_What the task asks:_
Convert the lines below into a Markdown table with the columns Row and Line, numbering each row and omitting blank lines. Leave the pictures out of the table.

───── Supplied records

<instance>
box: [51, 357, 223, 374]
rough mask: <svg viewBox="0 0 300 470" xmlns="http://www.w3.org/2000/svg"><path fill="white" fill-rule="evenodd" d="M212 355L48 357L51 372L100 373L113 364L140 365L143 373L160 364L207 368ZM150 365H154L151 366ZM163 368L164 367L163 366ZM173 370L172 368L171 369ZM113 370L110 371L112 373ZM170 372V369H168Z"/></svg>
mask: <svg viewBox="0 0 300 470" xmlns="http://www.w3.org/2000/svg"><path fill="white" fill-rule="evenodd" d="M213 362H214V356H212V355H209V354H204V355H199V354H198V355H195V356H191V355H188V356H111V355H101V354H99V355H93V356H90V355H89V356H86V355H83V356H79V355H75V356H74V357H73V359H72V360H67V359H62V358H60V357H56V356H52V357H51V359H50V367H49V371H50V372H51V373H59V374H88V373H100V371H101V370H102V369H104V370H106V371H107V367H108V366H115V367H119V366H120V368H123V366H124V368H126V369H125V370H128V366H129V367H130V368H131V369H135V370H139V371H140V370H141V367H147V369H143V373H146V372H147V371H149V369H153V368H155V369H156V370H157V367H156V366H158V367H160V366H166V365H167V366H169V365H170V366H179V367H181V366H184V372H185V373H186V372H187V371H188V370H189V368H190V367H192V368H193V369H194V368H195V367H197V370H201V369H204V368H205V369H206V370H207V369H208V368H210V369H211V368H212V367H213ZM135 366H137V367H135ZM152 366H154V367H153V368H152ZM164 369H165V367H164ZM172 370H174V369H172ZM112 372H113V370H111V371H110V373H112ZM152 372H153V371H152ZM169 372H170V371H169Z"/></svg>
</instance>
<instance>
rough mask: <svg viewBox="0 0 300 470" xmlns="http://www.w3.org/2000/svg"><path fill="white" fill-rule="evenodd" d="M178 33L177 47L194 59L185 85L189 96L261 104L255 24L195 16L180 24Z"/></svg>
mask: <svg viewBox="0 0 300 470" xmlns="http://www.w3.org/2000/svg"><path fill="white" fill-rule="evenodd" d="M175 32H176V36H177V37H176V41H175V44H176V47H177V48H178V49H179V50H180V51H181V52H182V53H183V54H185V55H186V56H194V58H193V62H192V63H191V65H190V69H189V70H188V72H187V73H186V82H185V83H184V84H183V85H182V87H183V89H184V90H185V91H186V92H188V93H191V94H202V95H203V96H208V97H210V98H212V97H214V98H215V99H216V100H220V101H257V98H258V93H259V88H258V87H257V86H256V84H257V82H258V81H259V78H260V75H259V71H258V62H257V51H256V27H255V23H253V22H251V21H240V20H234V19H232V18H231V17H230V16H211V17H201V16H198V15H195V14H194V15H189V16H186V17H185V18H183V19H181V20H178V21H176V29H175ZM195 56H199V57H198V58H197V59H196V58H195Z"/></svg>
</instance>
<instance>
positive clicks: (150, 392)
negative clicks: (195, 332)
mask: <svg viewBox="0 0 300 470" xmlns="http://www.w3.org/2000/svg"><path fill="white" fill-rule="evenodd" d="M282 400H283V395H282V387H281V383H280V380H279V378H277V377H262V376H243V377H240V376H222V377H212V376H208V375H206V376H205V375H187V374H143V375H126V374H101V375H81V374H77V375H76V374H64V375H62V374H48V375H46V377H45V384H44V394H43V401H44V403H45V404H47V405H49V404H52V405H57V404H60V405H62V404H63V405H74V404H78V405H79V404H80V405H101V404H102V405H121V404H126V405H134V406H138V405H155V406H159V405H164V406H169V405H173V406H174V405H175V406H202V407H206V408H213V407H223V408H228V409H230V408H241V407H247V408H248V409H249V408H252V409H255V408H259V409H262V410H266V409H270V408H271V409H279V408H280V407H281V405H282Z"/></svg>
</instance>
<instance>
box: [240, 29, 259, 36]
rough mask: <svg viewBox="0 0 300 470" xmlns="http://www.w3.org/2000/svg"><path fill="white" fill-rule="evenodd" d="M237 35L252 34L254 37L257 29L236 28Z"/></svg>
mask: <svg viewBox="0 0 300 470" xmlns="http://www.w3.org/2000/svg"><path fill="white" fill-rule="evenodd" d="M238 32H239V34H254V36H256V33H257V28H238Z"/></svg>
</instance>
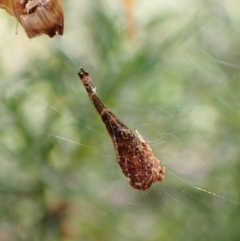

──────────

_Result below:_
| Row | Line |
|---|---|
| 1 | <instance> |
| 2 | box: [51, 357, 223, 374] |
| 3 | rough mask: <svg viewBox="0 0 300 470" xmlns="http://www.w3.org/2000/svg"><path fill="white" fill-rule="evenodd" d="M212 355L48 357L51 372L100 373L113 364L140 365L143 373L160 364L207 368ZM150 365H154L151 366ZM163 368L164 367L163 366ZM173 370L172 368L171 369ZM113 370L110 371L112 373ZM170 372V369H168Z"/></svg> |
| 4 | mask: <svg viewBox="0 0 300 470" xmlns="http://www.w3.org/2000/svg"><path fill="white" fill-rule="evenodd" d="M213 362H214V356H212V355H209V354H204V355H199V354H198V355H195V356H191V355H188V356H111V355H101V354H99V355H93V356H90V355H89V356H86V355H83V356H79V355H75V356H74V357H73V359H72V360H67V359H62V358H60V357H56V356H52V357H51V359H50V367H49V371H50V372H51V373H59V374H88V373H100V371H101V370H102V369H104V370H106V371H107V367H108V366H115V367H119V366H120V368H123V366H124V368H126V369H125V370H128V366H129V367H130V368H131V369H135V370H139V371H140V370H141V367H147V369H143V373H146V372H147V371H149V369H153V368H155V369H156V370H157V367H156V366H158V367H160V366H166V365H167V366H169V365H170V366H179V367H181V366H184V372H185V373H186V372H187V371H188V370H189V368H190V367H192V368H193V369H194V368H195V367H197V370H201V369H204V368H205V369H206V370H207V369H208V368H210V369H211V368H212V367H213ZM135 366H137V367H135ZM152 366H154V367H153V368H152ZM164 369H165V367H164ZM172 370H174V369H172ZM112 372H113V370H111V371H110V373H112ZM152 372H153V371H152ZM169 372H170V371H169Z"/></svg> |
| 5 | </instance> |
| 6 | <instance> |
| 7 | rough mask: <svg viewBox="0 0 300 470" xmlns="http://www.w3.org/2000/svg"><path fill="white" fill-rule="evenodd" d="M178 33L177 47L194 59L185 85L189 96L261 104L255 24L195 16L180 24Z"/></svg> |
| 8 | mask: <svg viewBox="0 0 300 470" xmlns="http://www.w3.org/2000/svg"><path fill="white" fill-rule="evenodd" d="M175 32H176V36H177V37H176V41H175V44H176V47H177V48H178V49H179V50H180V51H181V52H182V53H183V54H185V55H186V56H194V58H193V62H192V63H191V65H190V69H189V70H188V72H187V73H186V82H185V83H184V84H183V85H182V87H183V89H184V90H185V91H186V92H188V93H191V94H202V95H203V96H208V97H210V98H212V97H214V98H215V99H216V100H220V101H257V98H258V93H259V88H258V87H257V86H256V84H257V82H258V81H259V78H260V75H259V71H258V62H257V51H256V27H255V23H253V22H251V21H240V20H234V19H232V18H231V17H230V16H211V17H201V16H198V15H195V14H194V15H189V16H186V17H185V18H183V19H181V20H178V21H176V29H175ZM195 56H199V57H198V58H197V59H196V58H195Z"/></svg> |
| 9 | </instance> |
| 10 | <instance> |
| 11 | positive clicks: (150, 392) |
| 12 | negative clicks: (195, 332) |
| 13 | mask: <svg viewBox="0 0 300 470" xmlns="http://www.w3.org/2000/svg"><path fill="white" fill-rule="evenodd" d="M282 400H283V395H282V387H281V383H280V380H279V378H277V377H262V376H243V377H240V376H222V377H212V376H208V375H206V376H205V375H187V374H143V375H126V374H101V375H81V374H77V375H76V374H64V375H62V374H48V375H46V377H45V384H44V394H43V401H44V403H45V404H47V405H49V404H52V405H57V404H60V405H62V404H63V405H74V404H78V405H79V404H80V405H101V404H102V405H121V404H126V405H134V406H138V405H155V406H159V405H164V406H169V405H173V406H174V405H175V406H202V407H206V408H213V407H223V408H228V409H230V408H241V407H247V408H248V409H249V408H252V409H255V408H259V409H262V410H266V409H270V408H271V409H279V408H280V407H281V405H282Z"/></svg> |
| 14 | </instance> |
| 15 | <instance> |
| 16 | box: [240, 29, 259, 36] |
| 17 | rough mask: <svg viewBox="0 0 300 470" xmlns="http://www.w3.org/2000/svg"><path fill="white" fill-rule="evenodd" d="M237 35L252 34L254 37L257 29L236 28Z"/></svg> |
| 18 | mask: <svg viewBox="0 0 300 470" xmlns="http://www.w3.org/2000/svg"><path fill="white" fill-rule="evenodd" d="M238 32H239V34H254V36H256V33H257V28H238Z"/></svg> |
| 19 | </instance> |